[TEXT PASSAGE]:
Emmanuel Kwasi Bandua (born 11 September 1949) is a Ghanaian lawyer and politician. He was the member of parliament that represented Biakoye constituency in the Volta region of Ghana in the Fourth and Fifth and Sixth parliament of the Fourth Republic of Ghana.

Personal life 
Bandua is married with three children. He is a Christian.

Early life and education 
Bandua was born on 11 September 1949. He hails from Bowiri-Anyinase in the Volta region of Ghana. He obtained his Bachelor of Arts degree in Economics and Sociology.  He obtained a diploma in Education from the University of Cape Coast in 1980. He is also an alumnus of Ghana School of Law where he obtained his Bachelor of Law degree in 1990.

Political career 
Bandua is a member of the National Democratic Congress. He was first elected into office in the 2004 Ghanaian general election obtaining 16,083 votes out of 24,207 valid votes in his Constituency. He represented his constituency until 6 January 2017. He was a committee member of Business, Foreign Affairs, Lands and Forestry.

[RECORDS]:
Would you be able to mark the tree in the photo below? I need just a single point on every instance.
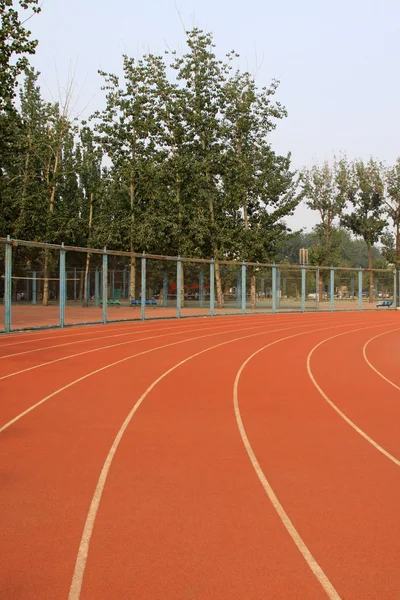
(365, 191)
(15, 47)
(324, 190)
(258, 184)
(392, 204)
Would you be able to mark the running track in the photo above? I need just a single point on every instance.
(234, 458)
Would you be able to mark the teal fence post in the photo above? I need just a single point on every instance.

[GIVEN PROBLEM 1]:
Answer these from the biography of Emmanuel Kwasi Bandua:
(a) Which constituency did he represent in parliament?
(b) Where did he earn his diploma in Education, and in what year?
(c) How many votes did he win in the 2004 Ghanaian general election?
[GIVEN PROBLEM 2]:
Substitute "statesman" for "politician" and write out the part of the biography of Emmanuel Kwasi Bandua that opens with the words containing "Emmanuel Kwasi Bandua" and closes with "is a Christian.".
The records play no part here.

[WORKED SOLUTION 1]:
(a) Biakoye constituency, in the Volta region of Ghana.
(b) The University of Cape Coast, in 1980.
(c) 16,083 out of 24,207 valid votes.

[WORKED SOLUTION 2]:
Emmanuel Kwasi Bandua (born 11 September 1949) is a Ghanaian lawyer and statesman. He was the member of parliament that represented Biakoye constituency in the Volta region of Ghana in the Fourth and Fifth and Sixth parliament of the Fourth Republic of Ghana.

Personal life 
Bandua is married with three children. He is a Christian.